DATA ENTRIES
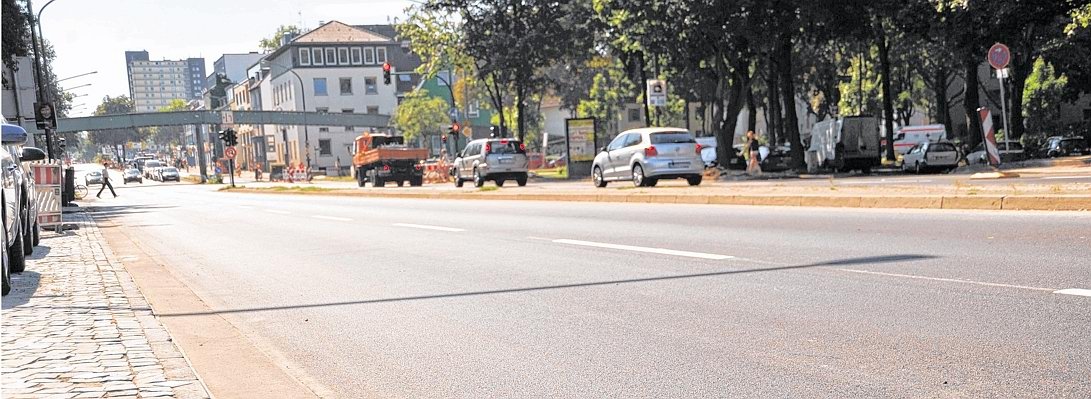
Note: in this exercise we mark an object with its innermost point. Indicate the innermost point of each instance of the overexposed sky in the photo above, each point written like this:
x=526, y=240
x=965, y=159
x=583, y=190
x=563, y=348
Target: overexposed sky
x=93, y=35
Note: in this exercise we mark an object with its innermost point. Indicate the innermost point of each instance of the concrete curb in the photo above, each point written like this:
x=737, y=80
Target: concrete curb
x=888, y=202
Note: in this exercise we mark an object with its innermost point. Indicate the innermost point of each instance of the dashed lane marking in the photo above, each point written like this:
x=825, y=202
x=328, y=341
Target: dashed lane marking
x=645, y=250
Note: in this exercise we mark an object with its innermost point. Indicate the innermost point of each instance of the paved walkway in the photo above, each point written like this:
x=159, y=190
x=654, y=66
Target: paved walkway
x=76, y=326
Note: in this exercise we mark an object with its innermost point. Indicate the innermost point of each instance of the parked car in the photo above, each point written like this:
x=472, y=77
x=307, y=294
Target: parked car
x=648, y=155
x=168, y=173
x=1009, y=153
x=1058, y=146
x=93, y=178
x=496, y=159
x=132, y=174
x=931, y=156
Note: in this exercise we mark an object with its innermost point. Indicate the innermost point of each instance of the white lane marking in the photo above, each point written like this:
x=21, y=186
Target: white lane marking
x=331, y=218
x=1074, y=291
x=1066, y=177
x=426, y=227
x=948, y=280
x=645, y=249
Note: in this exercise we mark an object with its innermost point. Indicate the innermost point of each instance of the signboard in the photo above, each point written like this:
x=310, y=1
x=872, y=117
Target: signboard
x=999, y=56
x=580, y=137
x=986, y=129
x=227, y=118
x=657, y=93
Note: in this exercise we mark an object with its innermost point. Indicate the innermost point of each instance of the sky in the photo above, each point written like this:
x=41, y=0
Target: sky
x=93, y=35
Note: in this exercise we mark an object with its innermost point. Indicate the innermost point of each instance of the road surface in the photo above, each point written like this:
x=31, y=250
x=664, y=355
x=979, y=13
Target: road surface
x=396, y=298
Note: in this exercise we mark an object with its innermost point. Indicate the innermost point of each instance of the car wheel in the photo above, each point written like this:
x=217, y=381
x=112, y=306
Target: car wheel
x=16, y=257
x=478, y=181
x=597, y=178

WHAT THIS TASK INVOLVES
Copy out every line of the rows above word for word, leaving out the pictures.

RESULT BELOW
Note: in this exercise we mark an object with its innermost point. Indicate the innermost point of each instance of the overexposed sky in the photo above, each point written like this:
x=526, y=240
x=965, y=159
x=583, y=190
x=563, y=348
Target: overexposed sky
x=93, y=35
Note: in this exercise we mark an object with its innermost point. Indicate the innermost point of each instance of the concrete curb in the photo above, each point written like this:
x=737, y=80
Target: concrete curb
x=888, y=202
Note: in this exercise we mark an object with its innermost point. Indicate the innermost point of each instance of the dashed lane marking in the photo above, each point written like this:
x=825, y=202
x=328, y=341
Target: dashed lane marking
x=645, y=250
Note: in this exercise we mark an object with its innermost point. Indicate the innermost point of each instance of the paved walkway in the photo above, each point written like this:
x=159, y=190
x=654, y=66
Target: paved walkway
x=76, y=326
Note: in this exercise we mark an object with its innermost point. Indicate the innermost point of each instance of the parked car in the photo above, each point written like this:
x=472, y=77
x=307, y=294
Target: parked car
x=648, y=155
x=168, y=173
x=1009, y=153
x=1058, y=146
x=93, y=178
x=496, y=159
x=132, y=174
x=931, y=156
Note: in this exercise we mark an object with its innermost point. Indicate the innermost point of each instance of the white lane marking in the photo above, each point written like this:
x=21, y=186
Target: white lane marking
x=331, y=218
x=1074, y=291
x=1066, y=177
x=426, y=227
x=948, y=280
x=645, y=249
Note: in this exercise we mark an object with its innermost point. Indicate the innermost point of each instance of the signboard in the photo above, each point written like this:
x=310, y=1
x=872, y=117
Target: signboard
x=999, y=56
x=580, y=137
x=986, y=129
x=227, y=118
x=657, y=93
Note: in this exercise we mark an object with its innermost point. Indicate the innermost point of each instance of the sky in the photo above, each point written like this:
x=41, y=0
Target: sky
x=93, y=35
Note: in this exercise we mark an object with its innermost point. Indicate the innermost point of each instance of the road surface in the photo above, each point written like this:
x=31, y=250
x=664, y=355
x=979, y=13
Target: road surface
x=396, y=298
Note: in this exercise we mark an object with its innermost point. Indicate the innermost point of each instance of the car wheel in the photo above, each point written like this:
x=217, y=381
x=112, y=306
Target: car wheel
x=16, y=257
x=478, y=181
x=597, y=178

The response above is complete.